Task description:
Your task is to transcribe the entries below exactly, beginning with the line containing "Expected: for each instance of the outstretched" and ending with the final line, and to add nothing else.

Extracted entries:
>>>>
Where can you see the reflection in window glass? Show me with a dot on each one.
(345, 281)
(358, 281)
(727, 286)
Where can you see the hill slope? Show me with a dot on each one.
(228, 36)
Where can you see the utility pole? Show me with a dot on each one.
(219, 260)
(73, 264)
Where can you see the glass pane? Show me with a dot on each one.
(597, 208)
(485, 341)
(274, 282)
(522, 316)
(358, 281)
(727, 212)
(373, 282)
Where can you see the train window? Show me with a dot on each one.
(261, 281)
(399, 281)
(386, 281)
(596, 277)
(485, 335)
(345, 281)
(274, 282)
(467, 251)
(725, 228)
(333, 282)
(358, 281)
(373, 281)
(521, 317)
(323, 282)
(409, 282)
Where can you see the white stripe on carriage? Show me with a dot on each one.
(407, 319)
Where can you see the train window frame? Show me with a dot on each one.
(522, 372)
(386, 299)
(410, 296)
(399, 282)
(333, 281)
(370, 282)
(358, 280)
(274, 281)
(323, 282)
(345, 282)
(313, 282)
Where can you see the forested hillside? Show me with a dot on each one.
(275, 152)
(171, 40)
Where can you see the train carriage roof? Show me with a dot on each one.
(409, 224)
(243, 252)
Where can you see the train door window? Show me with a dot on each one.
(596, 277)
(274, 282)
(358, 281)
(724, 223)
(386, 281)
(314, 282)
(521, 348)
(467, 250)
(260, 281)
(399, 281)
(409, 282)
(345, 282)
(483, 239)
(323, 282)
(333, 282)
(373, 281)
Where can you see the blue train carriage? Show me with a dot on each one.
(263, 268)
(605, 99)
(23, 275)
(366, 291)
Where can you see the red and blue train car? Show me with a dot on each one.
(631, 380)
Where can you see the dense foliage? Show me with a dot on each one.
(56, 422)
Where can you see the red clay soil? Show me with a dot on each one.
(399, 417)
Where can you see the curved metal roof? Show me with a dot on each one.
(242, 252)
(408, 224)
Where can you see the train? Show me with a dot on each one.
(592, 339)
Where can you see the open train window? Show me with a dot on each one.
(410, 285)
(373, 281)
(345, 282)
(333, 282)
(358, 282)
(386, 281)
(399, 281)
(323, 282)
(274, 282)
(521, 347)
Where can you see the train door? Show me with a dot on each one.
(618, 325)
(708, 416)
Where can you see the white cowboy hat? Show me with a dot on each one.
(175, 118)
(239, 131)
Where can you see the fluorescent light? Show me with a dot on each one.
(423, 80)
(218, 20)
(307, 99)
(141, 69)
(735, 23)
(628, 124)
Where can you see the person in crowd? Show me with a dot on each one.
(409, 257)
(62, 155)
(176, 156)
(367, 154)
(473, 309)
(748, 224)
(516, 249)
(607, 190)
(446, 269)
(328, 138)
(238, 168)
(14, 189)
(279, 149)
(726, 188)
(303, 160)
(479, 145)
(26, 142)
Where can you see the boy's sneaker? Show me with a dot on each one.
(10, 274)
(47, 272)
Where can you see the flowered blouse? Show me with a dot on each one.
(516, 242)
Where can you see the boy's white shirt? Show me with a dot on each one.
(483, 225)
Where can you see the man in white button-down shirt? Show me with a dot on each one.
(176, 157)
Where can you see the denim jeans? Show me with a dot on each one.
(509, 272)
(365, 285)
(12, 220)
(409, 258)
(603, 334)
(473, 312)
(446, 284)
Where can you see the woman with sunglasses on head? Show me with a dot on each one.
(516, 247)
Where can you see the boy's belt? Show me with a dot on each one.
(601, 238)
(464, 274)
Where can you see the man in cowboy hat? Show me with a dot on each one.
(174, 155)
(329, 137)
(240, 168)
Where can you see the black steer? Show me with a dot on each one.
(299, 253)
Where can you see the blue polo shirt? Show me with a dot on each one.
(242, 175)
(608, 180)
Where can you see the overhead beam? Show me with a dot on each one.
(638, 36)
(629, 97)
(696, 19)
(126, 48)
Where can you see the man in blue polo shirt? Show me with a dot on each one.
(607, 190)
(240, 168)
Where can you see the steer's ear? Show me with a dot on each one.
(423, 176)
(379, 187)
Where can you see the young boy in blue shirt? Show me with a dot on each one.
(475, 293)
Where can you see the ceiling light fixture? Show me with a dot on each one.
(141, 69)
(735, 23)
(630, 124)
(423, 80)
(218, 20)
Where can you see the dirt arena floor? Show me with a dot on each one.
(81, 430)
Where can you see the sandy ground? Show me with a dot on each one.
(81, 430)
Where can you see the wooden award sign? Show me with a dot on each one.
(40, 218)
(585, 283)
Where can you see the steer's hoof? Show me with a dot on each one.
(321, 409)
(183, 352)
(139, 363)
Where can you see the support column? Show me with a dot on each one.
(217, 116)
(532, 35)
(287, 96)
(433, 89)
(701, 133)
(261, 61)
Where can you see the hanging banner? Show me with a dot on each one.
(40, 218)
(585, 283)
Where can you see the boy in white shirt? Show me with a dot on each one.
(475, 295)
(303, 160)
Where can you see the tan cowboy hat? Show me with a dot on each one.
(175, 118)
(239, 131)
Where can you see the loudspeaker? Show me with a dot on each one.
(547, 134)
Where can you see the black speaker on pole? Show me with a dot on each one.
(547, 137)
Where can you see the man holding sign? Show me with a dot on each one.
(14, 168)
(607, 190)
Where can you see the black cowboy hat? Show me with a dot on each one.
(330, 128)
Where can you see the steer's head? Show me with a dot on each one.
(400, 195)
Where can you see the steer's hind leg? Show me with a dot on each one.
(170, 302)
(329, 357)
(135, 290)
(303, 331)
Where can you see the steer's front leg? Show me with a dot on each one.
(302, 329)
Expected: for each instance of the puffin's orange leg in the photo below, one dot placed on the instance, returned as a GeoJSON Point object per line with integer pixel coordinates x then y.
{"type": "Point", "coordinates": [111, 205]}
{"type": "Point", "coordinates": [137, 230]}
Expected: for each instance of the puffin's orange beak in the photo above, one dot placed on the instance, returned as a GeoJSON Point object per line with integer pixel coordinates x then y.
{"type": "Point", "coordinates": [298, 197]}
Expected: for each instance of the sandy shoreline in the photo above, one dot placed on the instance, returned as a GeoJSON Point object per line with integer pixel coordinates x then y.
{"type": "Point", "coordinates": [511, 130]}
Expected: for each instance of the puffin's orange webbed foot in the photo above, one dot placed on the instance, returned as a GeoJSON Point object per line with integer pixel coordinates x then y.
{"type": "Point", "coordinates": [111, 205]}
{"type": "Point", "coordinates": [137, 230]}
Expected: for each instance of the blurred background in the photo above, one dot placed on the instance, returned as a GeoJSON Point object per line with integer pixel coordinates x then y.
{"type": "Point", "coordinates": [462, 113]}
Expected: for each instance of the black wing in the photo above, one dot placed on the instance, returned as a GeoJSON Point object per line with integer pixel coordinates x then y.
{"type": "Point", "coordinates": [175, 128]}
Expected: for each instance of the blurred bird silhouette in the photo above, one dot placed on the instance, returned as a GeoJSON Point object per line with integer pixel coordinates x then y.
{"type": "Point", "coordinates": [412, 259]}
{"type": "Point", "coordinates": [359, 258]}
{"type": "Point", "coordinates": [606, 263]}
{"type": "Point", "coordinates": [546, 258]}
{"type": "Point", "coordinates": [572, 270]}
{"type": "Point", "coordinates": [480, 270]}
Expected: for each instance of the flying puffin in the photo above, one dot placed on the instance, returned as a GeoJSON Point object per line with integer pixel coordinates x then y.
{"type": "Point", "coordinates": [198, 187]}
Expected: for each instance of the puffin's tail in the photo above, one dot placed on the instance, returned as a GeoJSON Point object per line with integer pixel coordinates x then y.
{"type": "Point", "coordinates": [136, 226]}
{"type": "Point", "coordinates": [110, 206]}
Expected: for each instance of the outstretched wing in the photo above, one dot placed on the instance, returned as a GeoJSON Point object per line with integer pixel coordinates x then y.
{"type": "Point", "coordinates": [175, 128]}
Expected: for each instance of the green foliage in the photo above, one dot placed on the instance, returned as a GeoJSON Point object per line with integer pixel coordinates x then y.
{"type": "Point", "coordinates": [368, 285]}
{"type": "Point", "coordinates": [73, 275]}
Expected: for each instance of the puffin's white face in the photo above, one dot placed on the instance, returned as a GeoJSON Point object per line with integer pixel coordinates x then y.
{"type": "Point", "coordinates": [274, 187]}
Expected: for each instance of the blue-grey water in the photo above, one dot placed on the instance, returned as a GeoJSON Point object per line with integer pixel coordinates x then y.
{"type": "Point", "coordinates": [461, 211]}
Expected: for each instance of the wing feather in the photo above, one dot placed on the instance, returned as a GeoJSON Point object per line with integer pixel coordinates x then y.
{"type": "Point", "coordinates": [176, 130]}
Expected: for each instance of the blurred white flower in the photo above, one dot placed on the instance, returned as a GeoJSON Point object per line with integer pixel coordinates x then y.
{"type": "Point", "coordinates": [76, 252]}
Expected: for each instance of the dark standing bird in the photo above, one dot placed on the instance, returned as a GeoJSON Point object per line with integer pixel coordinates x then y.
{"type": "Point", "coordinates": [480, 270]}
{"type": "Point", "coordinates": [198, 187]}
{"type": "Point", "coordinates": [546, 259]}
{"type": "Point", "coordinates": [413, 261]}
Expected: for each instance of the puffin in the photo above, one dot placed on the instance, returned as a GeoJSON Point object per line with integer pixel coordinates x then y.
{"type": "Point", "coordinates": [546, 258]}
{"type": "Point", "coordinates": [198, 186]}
<<<<
Task result:
Expected: for each instance of the outstretched wing in the photo above, one dot placed on the instance, returned as a GeoJSON Point object per line with integer pixel coordinates x then y.
{"type": "Point", "coordinates": [175, 128]}
Expected: for each instance of the green foliage in the photo above, one dot placed on the instance, returned as a GeoJSON Point object per line with integer pixel coordinates x then y.
{"type": "Point", "coordinates": [368, 285]}
{"type": "Point", "coordinates": [73, 275]}
Expected: for each instance of the puffin's white face in the photo above, one dot placed on the instance, returned as a GeoJSON Point object per line with integer pixel coordinates x then y.
{"type": "Point", "coordinates": [274, 187]}
Expected: for each instance of the blue-grey water in the photo above, one dot placed on the instance, returned as a GeoJSON Point object per line with integer pixel coordinates x then y.
{"type": "Point", "coordinates": [461, 211]}
Expected: for each instance of the wing feather in the photo above, one dot placed on the instance, returned as a GeoJSON Point object per line with integer pixel coordinates x then y.
{"type": "Point", "coordinates": [176, 130]}
Expected: for each instance of the blurred white flower in the photo above, one dot placed on the instance, returned as a GeoJSON Point object per line with integer pixel coordinates x then y.
{"type": "Point", "coordinates": [76, 252]}
Expected: for each instance of the dark standing bird in the photo above, one dot placed on the instance, returned as a GeoJSON Point object per line with integer pixel coordinates x then y.
{"type": "Point", "coordinates": [480, 270]}
{"type": "Point", "coordinates": [198, 187]}
{"type": "Point", "coordinates": [546, 259]}
{"type": "Point", "coordinates": [413, 261]}
Expected: for each instance of the puffin in the photo above, one dot placed on the instance, returned as a GeoJSON Point object per line with integer pixel coordinates x then y.
{"type": "Point", "coordinates": [546, 258]}
{"type": "Point", "coordinates": [198, 186]}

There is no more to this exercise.